## PROBLEM DESCRIPTION
Please scale the answer coordinates by 1.85, rounding to whole numbers with halves going up, and rewrite everything from the line containing "Exercise. Indicate the stethoscope eartip" down to the line containing "x=372, y=128", both of those lines included. Repeat the requests and their sample points in that span unchanged, and give only those lines.

═══ DATASET ═══

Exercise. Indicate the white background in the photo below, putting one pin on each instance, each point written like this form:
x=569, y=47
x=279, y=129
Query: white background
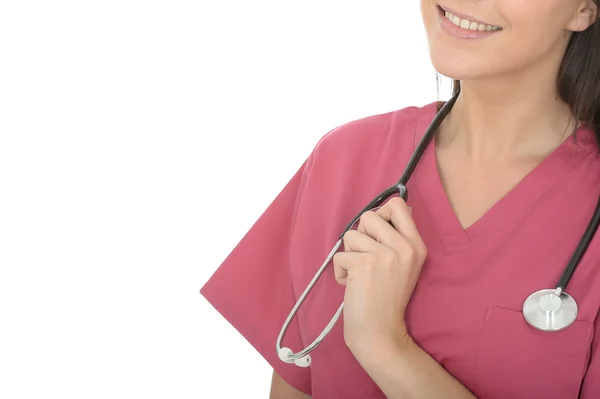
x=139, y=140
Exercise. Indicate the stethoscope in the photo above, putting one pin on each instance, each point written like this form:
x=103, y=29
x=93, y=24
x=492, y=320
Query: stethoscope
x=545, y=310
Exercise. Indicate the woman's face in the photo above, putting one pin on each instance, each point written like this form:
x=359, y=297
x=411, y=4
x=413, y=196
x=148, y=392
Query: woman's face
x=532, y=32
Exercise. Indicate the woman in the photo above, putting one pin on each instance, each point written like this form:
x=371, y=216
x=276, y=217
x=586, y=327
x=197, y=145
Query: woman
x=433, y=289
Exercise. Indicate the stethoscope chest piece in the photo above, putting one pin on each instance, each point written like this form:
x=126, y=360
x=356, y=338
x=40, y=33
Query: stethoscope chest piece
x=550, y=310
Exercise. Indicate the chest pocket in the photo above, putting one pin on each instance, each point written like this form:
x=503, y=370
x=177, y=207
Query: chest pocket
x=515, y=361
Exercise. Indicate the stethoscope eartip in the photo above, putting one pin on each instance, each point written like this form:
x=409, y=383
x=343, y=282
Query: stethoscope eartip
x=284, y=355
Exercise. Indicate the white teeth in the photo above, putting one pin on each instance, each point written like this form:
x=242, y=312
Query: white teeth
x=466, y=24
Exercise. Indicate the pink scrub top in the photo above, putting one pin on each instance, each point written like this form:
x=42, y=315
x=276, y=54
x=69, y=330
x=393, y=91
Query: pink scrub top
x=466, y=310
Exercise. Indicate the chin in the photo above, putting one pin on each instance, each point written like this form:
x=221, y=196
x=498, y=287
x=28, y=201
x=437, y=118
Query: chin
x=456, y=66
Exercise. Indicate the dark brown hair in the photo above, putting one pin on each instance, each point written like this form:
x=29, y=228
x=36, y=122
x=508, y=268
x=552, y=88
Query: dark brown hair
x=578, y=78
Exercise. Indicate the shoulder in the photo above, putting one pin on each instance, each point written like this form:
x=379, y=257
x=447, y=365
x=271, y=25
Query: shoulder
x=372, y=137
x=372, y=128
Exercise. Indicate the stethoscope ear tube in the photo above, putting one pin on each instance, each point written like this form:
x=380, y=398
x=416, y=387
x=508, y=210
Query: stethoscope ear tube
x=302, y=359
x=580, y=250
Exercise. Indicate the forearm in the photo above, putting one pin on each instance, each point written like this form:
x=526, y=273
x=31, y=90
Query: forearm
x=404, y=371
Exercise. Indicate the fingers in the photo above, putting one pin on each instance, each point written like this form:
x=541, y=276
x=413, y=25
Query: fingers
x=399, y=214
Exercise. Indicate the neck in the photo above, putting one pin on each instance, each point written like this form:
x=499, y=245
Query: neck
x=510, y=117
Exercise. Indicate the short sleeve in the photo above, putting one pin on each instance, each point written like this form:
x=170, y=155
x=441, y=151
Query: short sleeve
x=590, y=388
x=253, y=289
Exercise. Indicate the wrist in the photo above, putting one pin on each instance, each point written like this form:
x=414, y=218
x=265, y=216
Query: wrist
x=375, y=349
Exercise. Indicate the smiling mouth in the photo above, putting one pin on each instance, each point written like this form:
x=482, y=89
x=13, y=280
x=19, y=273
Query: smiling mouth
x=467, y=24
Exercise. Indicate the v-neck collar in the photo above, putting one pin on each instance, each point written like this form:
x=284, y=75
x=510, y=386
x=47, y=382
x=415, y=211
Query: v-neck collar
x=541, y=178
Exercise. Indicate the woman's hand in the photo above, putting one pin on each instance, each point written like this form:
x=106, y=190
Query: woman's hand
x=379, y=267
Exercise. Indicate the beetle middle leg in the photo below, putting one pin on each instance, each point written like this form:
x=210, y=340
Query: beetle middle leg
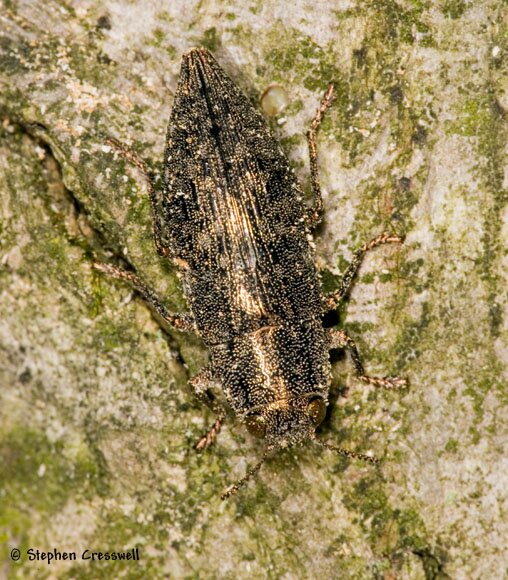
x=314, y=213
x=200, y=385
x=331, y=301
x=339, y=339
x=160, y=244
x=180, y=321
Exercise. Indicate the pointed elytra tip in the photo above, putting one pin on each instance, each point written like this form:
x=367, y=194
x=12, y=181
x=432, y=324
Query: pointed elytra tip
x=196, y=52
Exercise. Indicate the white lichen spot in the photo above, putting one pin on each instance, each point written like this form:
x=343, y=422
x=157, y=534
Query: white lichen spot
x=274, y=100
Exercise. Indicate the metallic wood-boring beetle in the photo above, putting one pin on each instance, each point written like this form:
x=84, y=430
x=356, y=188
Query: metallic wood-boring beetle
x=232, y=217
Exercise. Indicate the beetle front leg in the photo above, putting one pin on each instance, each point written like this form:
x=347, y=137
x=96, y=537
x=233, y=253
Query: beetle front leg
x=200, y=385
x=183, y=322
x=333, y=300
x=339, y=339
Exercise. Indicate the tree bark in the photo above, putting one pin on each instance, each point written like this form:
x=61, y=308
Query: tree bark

═══

## WRITTEN ANSWER
Exercise. Indicate the stethoscope eartip in the photo above, putting one pin on each instance, each point written like this form:
x=409, y=383
x=343, y=282
Query: stethoscope eartip
x=525, y=657
Exercise. Indicate the white teeth in the photo above, putting one pin on each instance, each point written like this form:
x=242, y=312
Query: white teeth
x=862, y=44
Exercise. Indicate the pink scrub top in the photo above, putting one pin on each instance, each point written like this form:
x=42, y=315
x=276, y=54
x=69, y=330
x=393, y=91
Query: pink scrub top
x=862, y=574
Exercise. Indicate the chin in the photo above, putting one pin on each instance, each point written like this form:
x=221, y=196
x=498, y=287
x=28, y=201
x=437, y=118
Query: chin
x=844, y=122
Exercise. Indicate the dark brown hair in the photo above, putting one pin on each instance, each point written like this form:
x=29, y=228
x=36, y=122
x=508, y=268
x=552, y=88
Query: dark brown hair
x=1069, y=144
Exercise. Indicate the shoulder in the photo above, putting one pin on each instance, each point written like this form:
x=379, y=257
x=447, y=365
x=271, y=25
Query: shoulder
x=688, y=253
x=688, y=237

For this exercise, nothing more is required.